Stored data entries:
======

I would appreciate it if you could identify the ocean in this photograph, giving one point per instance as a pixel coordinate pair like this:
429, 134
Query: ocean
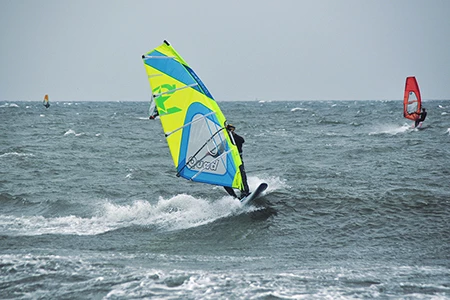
358, 205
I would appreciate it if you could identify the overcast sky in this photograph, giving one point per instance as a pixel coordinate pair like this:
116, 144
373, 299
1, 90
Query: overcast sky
243, 50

======

• _Problem to solve_: From the line that contains "Query: ocean" to the last line of the records above, copy each line exactly, both ends included, and leave the pictures out.

• _Answer_:
Query: ocean
358, 205
I would appreciate it if you could identify the overcast sky in this photograph, giving one point per instance as a pixel coordinate pair like this:
116, 144
373, 299
1, 90
Query: overcast sky
243, 50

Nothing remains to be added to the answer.